▸ REQUEST
Render each line of the entries below as a JSON list of strings, one string per line, omitting any blank lines.

▸ DATASET EXTRACT
_____
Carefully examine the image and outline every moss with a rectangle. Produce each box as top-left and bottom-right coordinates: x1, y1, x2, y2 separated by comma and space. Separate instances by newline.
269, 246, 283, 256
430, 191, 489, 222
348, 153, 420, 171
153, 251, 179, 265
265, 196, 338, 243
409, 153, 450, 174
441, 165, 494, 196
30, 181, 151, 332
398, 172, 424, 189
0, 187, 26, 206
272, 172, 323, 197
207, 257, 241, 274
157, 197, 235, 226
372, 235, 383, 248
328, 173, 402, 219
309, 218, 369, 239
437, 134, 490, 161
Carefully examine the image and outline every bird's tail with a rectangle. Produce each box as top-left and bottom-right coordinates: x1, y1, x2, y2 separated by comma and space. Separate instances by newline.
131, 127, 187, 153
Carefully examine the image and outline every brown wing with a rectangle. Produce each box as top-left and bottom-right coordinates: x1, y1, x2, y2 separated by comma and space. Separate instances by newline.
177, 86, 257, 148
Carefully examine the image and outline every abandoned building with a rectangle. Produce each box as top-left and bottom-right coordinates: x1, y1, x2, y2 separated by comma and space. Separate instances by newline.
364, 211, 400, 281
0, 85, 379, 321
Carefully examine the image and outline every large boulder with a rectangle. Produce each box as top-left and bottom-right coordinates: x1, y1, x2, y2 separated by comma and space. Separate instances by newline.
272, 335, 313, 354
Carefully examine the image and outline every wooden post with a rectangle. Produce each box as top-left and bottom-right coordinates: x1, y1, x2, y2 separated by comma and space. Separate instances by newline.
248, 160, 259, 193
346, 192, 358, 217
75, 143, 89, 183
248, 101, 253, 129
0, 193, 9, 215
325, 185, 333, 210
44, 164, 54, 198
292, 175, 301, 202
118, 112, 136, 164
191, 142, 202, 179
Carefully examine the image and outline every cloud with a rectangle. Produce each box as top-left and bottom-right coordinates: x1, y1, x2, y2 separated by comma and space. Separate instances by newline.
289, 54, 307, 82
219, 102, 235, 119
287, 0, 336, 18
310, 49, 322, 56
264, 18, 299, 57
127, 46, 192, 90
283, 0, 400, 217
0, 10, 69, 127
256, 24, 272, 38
_____
▸ RESULT OF THIS EXERCISE
[
  "Carefully examine the image and outline every moss with a rectangle. Produce each box as top-left and bottom-right coordinates: x1, y1, x2, y2 separated by comma and space. Separate instances by newline.",
  "269, 246, 283, 256",
  "430, 191, 489, 222",
  "348, 153, 420, 171",
  "153, 251, 179, 265",
  "265, 196, 338, 243",
  "409, 153, 450, 174",
  "441, 165, 494, 196",
  "30, 181, 151, 332",
  "398, 172, 424, 189",
  "0, 187, 26, 206",
  "272, 172, 323, 197",
  "207, 257, 241, 274",
  "157, 197, 235, 226",
  "372, 235, 383, 248",
  "328, 173, 402, 219",
  "309, 218, 369, 239",
  "437, 134, 490, 161",
  "Carefully examine the image and outline every bird's tail with a rectangle. Produce each box as top-left and bottom-right coordinates: x1, y1, x2, y2 separated by comma and space. Separate instances by newline.",
  "131, 127, 187, 153",
  "Carefully examine the image and outline every brown wing with a rectangle. Produce each box as top-left and bottom-right coordinates: x1, y1, x2, y2 separated by comma and space. Separate instances by newline.",
  "177, 86, 257, 148",
  "Carefully examine the image and outline every abandoned building with a rectangle. Produce each box as top-left and bottom-right coordinates: x1, y1, x2, y2 separated by comma and space. Separate instances by newline.",
  "364, 211, 400, 281",
  "0, 85, 379, 321",
  "Carefully examine the image and outline every large boulder with a rectangle. Produce each box as top-left and bottom-right coordinates: x1, y1, x2, y2 separated by comma and space. Separate instances by newline.",
  "272, 335, 313, 354",
  "Carefully examine the image and outline every wooden post with a rectangle. Produce each box as top-left and bottom-right coordinates: x1, y1, x2, y2 separated by comma and space. Separate instances by newline.",
  "248, 160, 259, 193",
  "346, 192, 358, 217",
  "75, 143, 89, 183",
  "248, 101, 253, 129",
  "0, 193, 9, 215",
  "325, 185, 333, 210",
  "44, 164, 54, 198",
  "292, 175, 301, 202",
  "118, 112, 136, 164",
  "191, 142, 202, 179",
  "Carefully examine the image and outline every cloud with a rectangle. Produce each box as top-left and bottom-right coordinates: x1, y1, x2, y2 separated by comma and space. Separate instances by newline.",
  "289, 54, 307, 82",
  "219, 102, 235, 119",
  "287, 0, 336, 18",
  "310, 49, 322, 56",
  "264, 18, 299, 57",
  "127, 46, 192, 90",
  "283, 0, 400, 217",
  "0, 10, 69, 127",
  "256, 24, 272, 38"
]